[TASK INSTRUCTIONS]: Reproduce all of the data exactly, with no line skipped.

*** THE DATA

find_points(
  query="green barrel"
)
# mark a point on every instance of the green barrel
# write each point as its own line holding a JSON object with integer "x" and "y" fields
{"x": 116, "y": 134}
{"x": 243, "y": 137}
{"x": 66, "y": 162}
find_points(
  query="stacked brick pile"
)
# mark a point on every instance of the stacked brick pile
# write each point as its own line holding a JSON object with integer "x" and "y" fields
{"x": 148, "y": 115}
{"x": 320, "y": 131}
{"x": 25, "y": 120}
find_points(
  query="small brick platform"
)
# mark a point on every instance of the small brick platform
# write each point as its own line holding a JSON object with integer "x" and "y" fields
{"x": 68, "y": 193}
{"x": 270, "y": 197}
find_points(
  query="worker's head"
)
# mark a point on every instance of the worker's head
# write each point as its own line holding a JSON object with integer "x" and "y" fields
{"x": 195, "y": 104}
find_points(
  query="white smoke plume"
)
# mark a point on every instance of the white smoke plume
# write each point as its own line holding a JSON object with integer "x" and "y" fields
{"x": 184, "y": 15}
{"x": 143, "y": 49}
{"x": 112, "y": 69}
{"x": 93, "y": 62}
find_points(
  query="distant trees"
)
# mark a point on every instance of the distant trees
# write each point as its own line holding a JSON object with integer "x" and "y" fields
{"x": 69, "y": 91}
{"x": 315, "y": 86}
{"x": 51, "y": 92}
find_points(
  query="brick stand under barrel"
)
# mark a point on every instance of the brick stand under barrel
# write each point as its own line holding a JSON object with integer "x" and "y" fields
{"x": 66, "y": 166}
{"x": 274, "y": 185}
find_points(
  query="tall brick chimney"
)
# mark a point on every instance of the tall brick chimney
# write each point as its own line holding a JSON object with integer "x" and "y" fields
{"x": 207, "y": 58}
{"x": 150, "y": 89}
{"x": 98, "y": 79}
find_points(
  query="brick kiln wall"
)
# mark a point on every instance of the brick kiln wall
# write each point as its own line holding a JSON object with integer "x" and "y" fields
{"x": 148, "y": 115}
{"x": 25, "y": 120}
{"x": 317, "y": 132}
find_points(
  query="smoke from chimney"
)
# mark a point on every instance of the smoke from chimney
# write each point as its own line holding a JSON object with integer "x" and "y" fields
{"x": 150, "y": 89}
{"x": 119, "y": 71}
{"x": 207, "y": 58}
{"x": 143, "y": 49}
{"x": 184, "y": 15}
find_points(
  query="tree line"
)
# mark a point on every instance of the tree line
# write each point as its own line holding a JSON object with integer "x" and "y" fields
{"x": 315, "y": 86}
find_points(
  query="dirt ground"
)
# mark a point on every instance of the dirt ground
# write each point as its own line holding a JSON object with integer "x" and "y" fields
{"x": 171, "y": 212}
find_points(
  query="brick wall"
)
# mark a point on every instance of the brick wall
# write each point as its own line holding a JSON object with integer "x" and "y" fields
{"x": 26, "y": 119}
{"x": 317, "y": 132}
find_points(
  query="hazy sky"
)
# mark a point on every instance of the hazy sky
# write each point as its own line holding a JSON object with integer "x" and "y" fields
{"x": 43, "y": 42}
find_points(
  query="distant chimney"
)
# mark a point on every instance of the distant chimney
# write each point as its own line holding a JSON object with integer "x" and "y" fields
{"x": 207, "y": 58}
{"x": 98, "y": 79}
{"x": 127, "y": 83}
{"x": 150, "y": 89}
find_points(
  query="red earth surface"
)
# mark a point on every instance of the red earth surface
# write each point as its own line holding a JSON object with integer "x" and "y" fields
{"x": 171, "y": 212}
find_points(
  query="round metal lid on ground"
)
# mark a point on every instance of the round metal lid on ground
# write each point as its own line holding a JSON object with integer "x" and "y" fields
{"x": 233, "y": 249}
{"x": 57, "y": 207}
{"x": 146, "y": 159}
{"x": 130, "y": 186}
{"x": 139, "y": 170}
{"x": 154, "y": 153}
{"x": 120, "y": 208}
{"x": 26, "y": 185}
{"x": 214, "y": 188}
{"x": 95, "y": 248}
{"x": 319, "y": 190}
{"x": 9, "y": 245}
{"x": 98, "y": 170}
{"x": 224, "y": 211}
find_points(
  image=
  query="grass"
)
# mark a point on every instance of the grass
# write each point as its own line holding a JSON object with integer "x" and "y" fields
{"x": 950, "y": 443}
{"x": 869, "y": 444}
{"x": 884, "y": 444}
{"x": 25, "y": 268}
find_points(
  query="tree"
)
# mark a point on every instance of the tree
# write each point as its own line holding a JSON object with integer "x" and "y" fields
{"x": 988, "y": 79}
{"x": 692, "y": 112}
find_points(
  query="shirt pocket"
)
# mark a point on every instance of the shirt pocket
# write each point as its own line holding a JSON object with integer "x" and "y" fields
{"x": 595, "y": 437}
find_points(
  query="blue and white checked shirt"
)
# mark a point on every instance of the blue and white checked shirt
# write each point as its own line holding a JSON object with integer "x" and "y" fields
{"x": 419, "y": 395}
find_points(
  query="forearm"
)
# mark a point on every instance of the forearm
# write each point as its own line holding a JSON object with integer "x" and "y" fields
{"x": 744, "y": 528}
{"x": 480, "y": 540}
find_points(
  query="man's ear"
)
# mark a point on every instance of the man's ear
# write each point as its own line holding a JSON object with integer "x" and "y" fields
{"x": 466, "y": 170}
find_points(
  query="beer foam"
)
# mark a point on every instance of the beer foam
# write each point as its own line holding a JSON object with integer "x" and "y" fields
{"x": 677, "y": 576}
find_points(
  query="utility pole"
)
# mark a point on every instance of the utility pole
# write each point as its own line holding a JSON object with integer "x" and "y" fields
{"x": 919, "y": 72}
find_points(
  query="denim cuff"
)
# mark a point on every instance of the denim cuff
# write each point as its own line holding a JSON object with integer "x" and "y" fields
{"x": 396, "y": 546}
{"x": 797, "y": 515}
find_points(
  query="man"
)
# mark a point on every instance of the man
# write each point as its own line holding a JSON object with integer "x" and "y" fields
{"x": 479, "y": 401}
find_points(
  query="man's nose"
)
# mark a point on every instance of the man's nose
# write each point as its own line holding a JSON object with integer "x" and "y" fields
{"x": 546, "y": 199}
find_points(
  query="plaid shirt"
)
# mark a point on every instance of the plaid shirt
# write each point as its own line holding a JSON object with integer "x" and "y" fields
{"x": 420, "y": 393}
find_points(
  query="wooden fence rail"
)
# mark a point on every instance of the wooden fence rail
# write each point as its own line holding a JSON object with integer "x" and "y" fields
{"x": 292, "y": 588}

******

[FULL SOLUTION]:
find_points(
  query="green barrel"
)
# mark a point on every instance of the green barrel
# write each point as its own line holding a JSON object with integer "x" and "y" fields
{"x": 116, "y": 134}
{"x": 243, "y": 137}
{"x": 66, "y": 162}
find_points(
  query="stacked brick pile"
)
# mark a point on every instance of the stacked brick pile
# write each point as its own line holding a JSON object with integer "x" and "y" fields
{"x": 148, "y": 115}
{"x": 320, "y": 131}
{"x": 25, "y": 120}
find_points(
  query="small brick platform"
)
# mark a point on every instance of the small brick platform
# write each point as its own line holding a JSON object with integer "x" and "y" fields
{"x": 68, "y": 193}
{"x": 270, "y": 197}
find_points(
  query="worker's head"
)
# mark a point on every instance of the worker's head
# write each point as its own line holding a JSON object with integer "x" and "y" fields
{"x": 195, "y": 104}
find_points(
  query="white smoke plume"
)
# mark a point on every instance of the white smoke plume
# write each point as its own line holding a JSON object with integer "x" and "y" fields
{"x": 184, "y": 15}
{"x": 143, "y": 49}
{"x": 112, "y": 69}
{"x": 93, "y": 62}
find_points(
  query="distant trees"
)
# mark a point on every instance of the distant trees
# write each point as its own line holding a JSON object with integer "x" and "y" fields
{"x": 69, "y": 91}
{"x": 315, "y": 86}
{"x": 51, "y": 92}
find_points(
  query="brick stand under barrel"
)
# mark a point on every instance of the brick stand under barrel
# write each point as its own line holding a JSON object with integer "x" and "y" fields
{"x": 66, "y": 166}
{"x": 274, "y": 185}
find_points(
  query="tall brick chimney"
)
# mark a point on every instance of the tall brick chimney
# write each point as its own line holding a JSON object with integer "x" and "y" fields
{"x": 207, "y": 58}
{"x": 150, "y": 89}
{"x": 98, "y": 79}
find_points(
  query="brick kiln wall"
)
# mark a point on every instance of the brick kiln wall
# write each point as its own line holding a JSON object with integer "x" and "y" fields
{"x": 148, "y": 115}
{"x": 25, "y": 120}
{"x": 317, "y": 132}
find_points(
  query="smoke from chimney"
)
# mark a point on every instance of the smoke from chimney
# write each point as its own line holding a JSON object with integer "x" and "y" fields
{"x": 150, "y": 89}
{"x": 119, "y": 71}
{"x": 207, "y": 58}
{"x": 143, "y": 49}
{"x": 184, "y": 15}
find_points(
  query="tree line"
)
# mark a point on every instance of the tree line
# write each point as its own line holding a JSON object with integer "x" and "y" fields
{"x": 315, "y": 86}
find_points(
  query="dirt ground"
)
# mark a point on every instance of the dirt ground
# write each point as its own line holding a JSON object with integer "x" and "y" fields
{"x": 171, "y": 212}
find_points(
  query="brick wall"
)
# mark a point on every instance of the brick wall
# write each point as its own line holding a JSON object with integer "x" and "y" fields
{"x": 26, "y": 119}
{"x": 317, "y": 132}
find_points(
  query="hazy sky"
)
# mark a point on every instance of the hazy sky
# write each point as its own line holding a JSON object with integer "x" and "y" fields
{"x": 43, "y": 42}
find_points(
  query="distant chimney"
)
# mark a point on every instance of the distant chimney
# write each point as its own line holding a JSON object with integer "x" and "y" fields
{"x": 207, "y": 58}
{"x": 98, "y": 79}
{"x": 127, "y": 83}
{"x": 150, "y": 89}
find_points(
  query="red earth surface"
)
# mark a point on every instance of the red earth surface
# write each point as its own line holding a JSON object with integer "x" and "y" fields
{"x": 171, "y": 212}
find_points(
  query="round metal lid on ground"
)
# mark a point on every instance of the round metal lid on ground
# write each point as its own line holding a JSON object with integer "x" and "y" fields
{"x": 233, "y": 249}
{"x": 57, "y": 207}
{"x": 146, "y": 159}
{"x": 130, "y": 186}
{"x": 139, "y": 170}
{"x": 154, "y": 153}
{"x": 120, "y": 208}
{"x": 26, "y": 185}
{"x": 214, "y": 188}
{"x": 95, "y": 248}
{"x": 319, "y": 190}
{"x": 9, "y": 245}
{"x": 98, "y": 170}
{"x": 224, "y": 211}
find_points(
  image=
  query="grass"
)
# mark a point on every instance of the grass
# write each point as its own line holding a JSON object with integer "x" and "y" fields
{"x": 950, "y": 443}
{"x": 869, "y": 444}
{"x": 884, "y": 444}
{"x": 25, "y": 268}
find_points(
  query="tree"
)
# mark a point on every instance of the tree
# write each point as its own line holding a JSON object with integer "x" and "y" fields
{"x": 988, "y": 79}
{"x": 692, "y": 112}
find_points(
  query="shirt pocket"
)
# mark a point on every instance of the shirt pocket
# write each point as its own line holding a JSON object with integer "x" and "y" fields
{"x": 595, "y": 437}
find_points(
  query="blue and white checked shirt"
)
# mark a point on every instance of the blue and white checked shirt
# write each point as its own line holding a JSON object with integer "x" and "y" fields
{"x": 419, "y": 395}
find_points(
  query="forearm"
)
# mark a point on every instance of the forearm
# write each point as its own line holding a JSON object with integer "x" and "y" fields
{"x": 744, "y": 528}
{"x": 480, "y": 540}
find_points(
  query="man's ear"
)
# mark a point on every instance of the man's ear
# write each point as its own line holding a JSON object with integer "x" and "y" fields
{"x": 466, "y": 170}
find_points(
  query="beer foam"
)
# mark a point on every instance of the beer foam
# write each point as its own line holding a JSON object with integer "x" and "y" fields
{"x": 677, "y": 576}
find_points(
  query="utility pole"
)
# mark a point on every instance of the utility pole
# write each point as its own line holding a JSON object with integer "x" and "y" fields
{"x": 919, "y": 72}
find_points(
  query="denim cuff"
)
# mark a point on every instance of the denim cuff
# write each point as its own line holding a JSON object with integer "x" and "y" fields
{"x": 396, "y": 546}
{"x": 797, "y": 515}
find_points(
  query="man"
)
# mark a point on every instance of the man
# write each point as its own line holding a JSON object with integer "x" and "y" fields
{"x": 479, "y": 401}
find_points(
  query="man's nose"
)
# mark a point on every instance of the man's nose
# write each point as its own line holding a JSON object with integer "x" and "y" fields
{"x": 546, "y": 199}
find_points(
  query="plaid shirt"
)
# mark a point on every instance of the plaid shirt
# write each point as its own line holding a JSON object with integer "x" and "y" fields
{"x": 420, "y": 393}
find_points(
  query="wooden fence rail"
)
# mark a point on every instance of the wooden fence rail
# write each point as its own line holding a JSON object with integer "x" and "y" fields
{"x": 292, "y": 588}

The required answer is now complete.